§ Page extract:
┄┄┄┄┄┄┄┄┄┄┄┄┄┄┄┄┄┄┄┄

Emotional Geography-Looking back at 50 years on Sennebec Hill Farm.

John Clark remembering some of the visual and emotional memories I have from growing up on East Sennebec Road. As a cataloger, I’ve come to be intrigued by some of the more esoteric subject headings used in bibliographic records.

One that intrigues me, particularly in relation to this piece, is Homes and haunts. It’s one of a very few things I’ve Googled and came up empty, but the Library of Congress describes it thusly: “Use as a topical subdivision under names of individual persons, families, and performing groups, classes of persons, and ethnic groups for works on the homes of individual persons, families, or members of the group from an architectural or historical point of view. Also use for works about the favorite places of individual persons or group members or places they habitually frequent or with which they are associated. For works on residential buildings for the group from the standpoint of architecture, construction, ethnology, etc., use the subdivision [Dwellings.] For works on social or economic aspects of the provision of housing for the group, use the subdivision [Housing.]”

I have a simpler definition. It describes a place that sticks with you and has a strong emotional quality. We’ve all read books with settings that have stayed with us. I can’t, for instance, look at a map of the Southwest without thinking of Joe Leaphorn or Jim Chee.

My parents bought the 189 acre farm from Jacob Bootsman in 1949. Dad wanted to use the place as a nursery, but my grandfather Clark, who I guess was pretty authoritarian and had kicked in part of the $4900 purchase price said to Dad. “you bought a poultry farm and therefore you’re going to be a poultry farmer.” Pop did put in a small apple orchard, several of which produce apples to this day, but for most of my growing up years, we had laying hens—one hell of a lot of laying hens, especially after we built a new two story henhouse that was a hundred feet long by thirty or so wide.

┄┄┄┄┄┄┄┄┄┄┄┄┄┄┄┄┄┄┄┄

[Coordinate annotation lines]
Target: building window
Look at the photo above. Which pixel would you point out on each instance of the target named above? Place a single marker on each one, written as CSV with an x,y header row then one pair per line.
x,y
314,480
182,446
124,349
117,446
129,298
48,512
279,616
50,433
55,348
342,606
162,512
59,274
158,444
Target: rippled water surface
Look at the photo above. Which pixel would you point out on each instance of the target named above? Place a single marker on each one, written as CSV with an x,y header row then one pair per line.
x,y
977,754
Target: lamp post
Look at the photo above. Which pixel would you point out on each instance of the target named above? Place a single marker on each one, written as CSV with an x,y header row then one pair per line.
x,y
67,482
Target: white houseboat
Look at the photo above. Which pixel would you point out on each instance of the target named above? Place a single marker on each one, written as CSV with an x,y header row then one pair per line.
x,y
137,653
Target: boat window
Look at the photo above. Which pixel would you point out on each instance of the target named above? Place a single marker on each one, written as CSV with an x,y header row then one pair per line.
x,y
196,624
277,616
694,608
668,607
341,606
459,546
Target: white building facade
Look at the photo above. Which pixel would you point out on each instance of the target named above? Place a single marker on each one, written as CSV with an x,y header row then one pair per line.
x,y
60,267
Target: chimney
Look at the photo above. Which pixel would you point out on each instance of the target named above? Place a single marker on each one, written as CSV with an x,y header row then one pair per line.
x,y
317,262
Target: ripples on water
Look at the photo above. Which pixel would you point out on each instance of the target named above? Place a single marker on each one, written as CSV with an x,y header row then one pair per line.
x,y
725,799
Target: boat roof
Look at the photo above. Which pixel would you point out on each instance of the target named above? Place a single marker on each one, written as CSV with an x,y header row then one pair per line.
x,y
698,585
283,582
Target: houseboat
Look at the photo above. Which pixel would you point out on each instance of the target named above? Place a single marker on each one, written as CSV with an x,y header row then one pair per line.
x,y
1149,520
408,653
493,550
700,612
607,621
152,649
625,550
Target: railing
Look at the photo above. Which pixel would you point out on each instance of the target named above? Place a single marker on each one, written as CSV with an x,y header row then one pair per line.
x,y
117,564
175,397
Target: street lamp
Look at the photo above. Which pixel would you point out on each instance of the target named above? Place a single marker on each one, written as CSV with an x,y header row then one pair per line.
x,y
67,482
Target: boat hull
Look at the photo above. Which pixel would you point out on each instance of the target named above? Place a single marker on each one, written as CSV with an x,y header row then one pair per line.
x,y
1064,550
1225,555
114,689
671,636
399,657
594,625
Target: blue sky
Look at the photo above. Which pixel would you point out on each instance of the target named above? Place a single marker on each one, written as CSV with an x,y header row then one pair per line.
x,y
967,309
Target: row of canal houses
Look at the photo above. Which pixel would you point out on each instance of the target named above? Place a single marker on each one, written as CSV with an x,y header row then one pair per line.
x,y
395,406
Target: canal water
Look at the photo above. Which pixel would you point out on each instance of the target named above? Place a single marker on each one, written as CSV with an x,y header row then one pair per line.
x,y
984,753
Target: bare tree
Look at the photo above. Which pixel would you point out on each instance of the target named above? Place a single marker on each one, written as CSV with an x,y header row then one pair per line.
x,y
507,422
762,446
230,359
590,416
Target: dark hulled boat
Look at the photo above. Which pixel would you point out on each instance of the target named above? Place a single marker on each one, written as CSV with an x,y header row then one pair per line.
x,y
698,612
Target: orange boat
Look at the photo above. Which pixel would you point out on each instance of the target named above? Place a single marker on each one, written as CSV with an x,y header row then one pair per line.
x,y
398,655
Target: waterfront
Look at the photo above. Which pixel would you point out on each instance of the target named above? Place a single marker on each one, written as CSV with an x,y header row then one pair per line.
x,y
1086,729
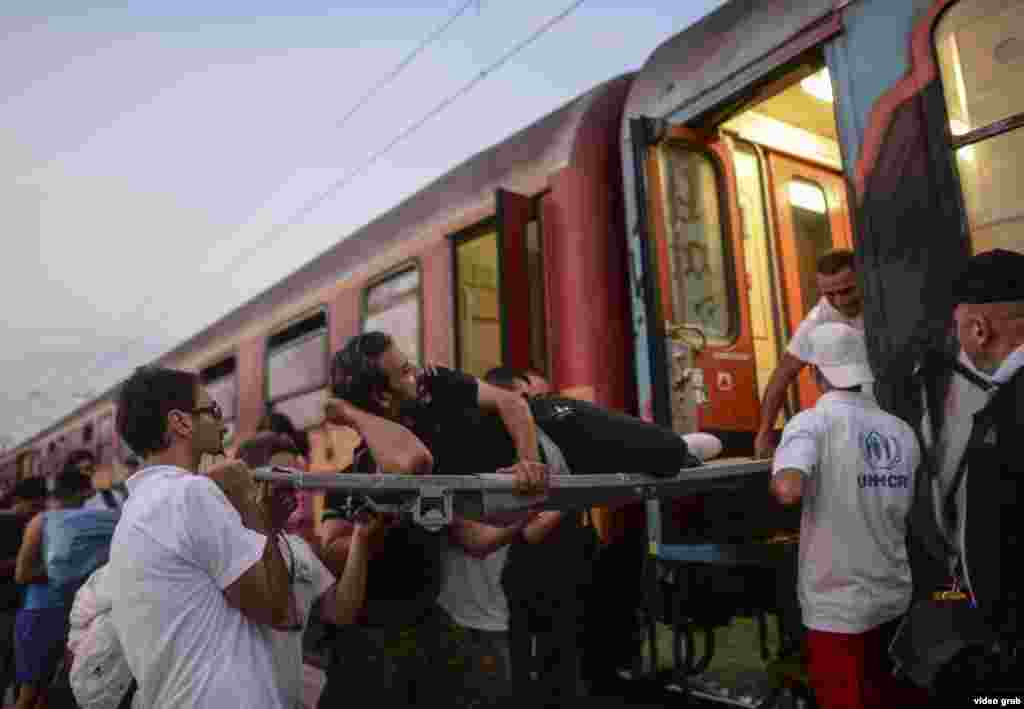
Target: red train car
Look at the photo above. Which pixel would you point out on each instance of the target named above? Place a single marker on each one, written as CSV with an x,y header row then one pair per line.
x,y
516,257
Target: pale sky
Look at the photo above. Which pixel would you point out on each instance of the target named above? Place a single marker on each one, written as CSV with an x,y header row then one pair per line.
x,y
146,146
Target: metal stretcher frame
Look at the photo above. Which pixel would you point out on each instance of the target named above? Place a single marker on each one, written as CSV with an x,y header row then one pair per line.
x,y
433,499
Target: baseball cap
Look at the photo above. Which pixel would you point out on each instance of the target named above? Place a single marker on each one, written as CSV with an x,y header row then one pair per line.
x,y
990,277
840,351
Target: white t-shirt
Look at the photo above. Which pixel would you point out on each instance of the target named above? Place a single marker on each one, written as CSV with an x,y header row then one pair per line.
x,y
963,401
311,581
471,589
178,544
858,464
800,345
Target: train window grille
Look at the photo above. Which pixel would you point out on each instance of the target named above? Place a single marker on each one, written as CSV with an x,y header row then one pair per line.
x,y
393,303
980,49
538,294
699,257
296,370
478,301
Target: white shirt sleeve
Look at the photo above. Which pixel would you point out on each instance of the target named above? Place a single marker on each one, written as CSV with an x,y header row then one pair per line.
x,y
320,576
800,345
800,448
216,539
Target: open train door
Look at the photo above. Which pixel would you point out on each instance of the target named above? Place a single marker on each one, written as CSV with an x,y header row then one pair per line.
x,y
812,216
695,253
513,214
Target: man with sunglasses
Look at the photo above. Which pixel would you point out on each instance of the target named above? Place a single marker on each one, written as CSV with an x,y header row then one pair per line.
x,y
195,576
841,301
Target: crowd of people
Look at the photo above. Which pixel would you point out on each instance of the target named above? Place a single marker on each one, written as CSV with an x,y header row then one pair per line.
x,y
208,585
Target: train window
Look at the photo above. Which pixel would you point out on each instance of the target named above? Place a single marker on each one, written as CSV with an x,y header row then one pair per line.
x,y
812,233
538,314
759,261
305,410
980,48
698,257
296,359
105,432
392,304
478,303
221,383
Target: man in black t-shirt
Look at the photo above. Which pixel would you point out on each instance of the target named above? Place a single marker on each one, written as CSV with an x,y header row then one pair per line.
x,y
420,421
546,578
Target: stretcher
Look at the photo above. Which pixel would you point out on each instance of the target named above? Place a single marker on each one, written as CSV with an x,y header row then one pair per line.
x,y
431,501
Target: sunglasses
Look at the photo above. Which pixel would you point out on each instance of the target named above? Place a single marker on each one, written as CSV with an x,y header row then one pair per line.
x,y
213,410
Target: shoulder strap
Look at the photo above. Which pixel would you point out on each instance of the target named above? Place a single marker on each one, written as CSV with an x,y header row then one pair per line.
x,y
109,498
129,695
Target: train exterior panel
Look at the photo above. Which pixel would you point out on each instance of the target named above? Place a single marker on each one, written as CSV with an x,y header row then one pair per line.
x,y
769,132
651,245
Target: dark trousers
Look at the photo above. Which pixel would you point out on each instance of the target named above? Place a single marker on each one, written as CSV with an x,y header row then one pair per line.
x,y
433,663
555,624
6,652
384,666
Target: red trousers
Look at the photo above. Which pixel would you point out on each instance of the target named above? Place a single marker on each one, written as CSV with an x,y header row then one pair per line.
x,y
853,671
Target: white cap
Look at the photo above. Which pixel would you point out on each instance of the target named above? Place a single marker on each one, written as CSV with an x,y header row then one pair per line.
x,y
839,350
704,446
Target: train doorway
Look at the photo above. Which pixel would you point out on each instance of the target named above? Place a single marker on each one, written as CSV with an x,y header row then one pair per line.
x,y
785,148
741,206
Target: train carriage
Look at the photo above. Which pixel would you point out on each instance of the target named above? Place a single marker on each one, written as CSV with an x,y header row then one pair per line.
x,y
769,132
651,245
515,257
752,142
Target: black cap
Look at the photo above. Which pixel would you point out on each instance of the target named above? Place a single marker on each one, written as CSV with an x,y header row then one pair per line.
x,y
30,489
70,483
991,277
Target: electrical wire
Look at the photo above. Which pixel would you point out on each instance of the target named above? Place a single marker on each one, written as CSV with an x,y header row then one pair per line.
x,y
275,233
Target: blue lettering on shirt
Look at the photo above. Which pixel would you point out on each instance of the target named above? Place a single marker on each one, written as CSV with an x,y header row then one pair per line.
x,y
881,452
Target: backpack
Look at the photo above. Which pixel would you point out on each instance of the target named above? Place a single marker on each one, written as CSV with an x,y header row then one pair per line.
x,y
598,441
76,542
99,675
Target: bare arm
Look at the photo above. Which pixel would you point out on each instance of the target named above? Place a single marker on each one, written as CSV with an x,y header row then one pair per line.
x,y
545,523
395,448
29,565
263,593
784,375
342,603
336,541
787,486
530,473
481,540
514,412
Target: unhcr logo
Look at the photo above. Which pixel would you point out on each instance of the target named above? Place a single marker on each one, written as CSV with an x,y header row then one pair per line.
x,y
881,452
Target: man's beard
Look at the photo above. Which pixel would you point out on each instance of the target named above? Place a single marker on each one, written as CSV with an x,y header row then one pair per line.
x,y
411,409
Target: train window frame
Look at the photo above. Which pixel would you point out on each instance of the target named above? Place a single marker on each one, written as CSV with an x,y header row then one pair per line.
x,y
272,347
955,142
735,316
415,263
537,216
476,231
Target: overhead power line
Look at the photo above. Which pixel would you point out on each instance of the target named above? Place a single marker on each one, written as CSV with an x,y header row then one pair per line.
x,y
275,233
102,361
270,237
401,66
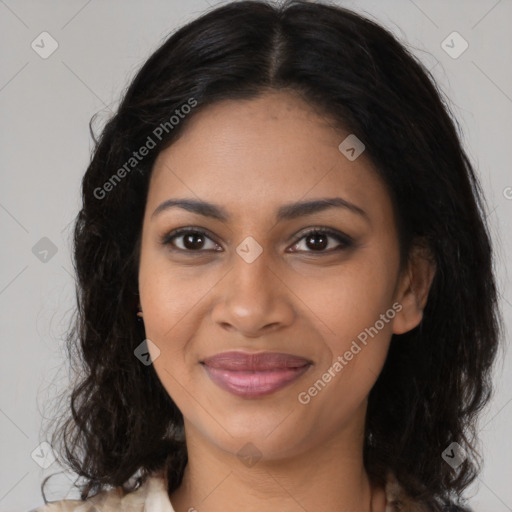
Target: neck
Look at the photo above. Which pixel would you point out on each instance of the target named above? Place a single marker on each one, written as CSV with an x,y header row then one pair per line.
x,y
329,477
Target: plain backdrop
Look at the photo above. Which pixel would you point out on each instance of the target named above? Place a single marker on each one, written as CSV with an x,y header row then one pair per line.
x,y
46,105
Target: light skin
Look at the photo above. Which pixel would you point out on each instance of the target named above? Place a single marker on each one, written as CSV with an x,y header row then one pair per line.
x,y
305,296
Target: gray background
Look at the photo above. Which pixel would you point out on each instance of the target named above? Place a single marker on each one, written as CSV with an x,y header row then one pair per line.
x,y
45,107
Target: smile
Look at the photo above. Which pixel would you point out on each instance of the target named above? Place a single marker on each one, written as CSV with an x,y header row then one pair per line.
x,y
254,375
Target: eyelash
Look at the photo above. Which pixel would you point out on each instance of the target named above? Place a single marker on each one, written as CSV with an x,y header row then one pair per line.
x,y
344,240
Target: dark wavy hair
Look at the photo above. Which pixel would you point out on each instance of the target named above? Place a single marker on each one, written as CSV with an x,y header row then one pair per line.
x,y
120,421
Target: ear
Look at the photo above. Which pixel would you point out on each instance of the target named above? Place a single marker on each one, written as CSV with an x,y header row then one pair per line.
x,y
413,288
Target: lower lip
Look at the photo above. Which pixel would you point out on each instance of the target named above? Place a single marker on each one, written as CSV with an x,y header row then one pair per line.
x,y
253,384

┄┄┄┄┄┄┄┄┄┄┄┄┄┄┄┄┄┄┄┄

§ Aim of the task:
Answer these questions from the Sennebec Hill Farm piece, one per line:
1. Which subject heading does the writer single out as intriguing?
2. From whom and in what year did the writer's parents buy the farm?
3. What did the writer's father originally want to use the place as?
These lines play no part in the work that comes next.

§ Expected answer:
1. Homes and haunts
2. From Jacob Bootsman, in 1949
3. A nursery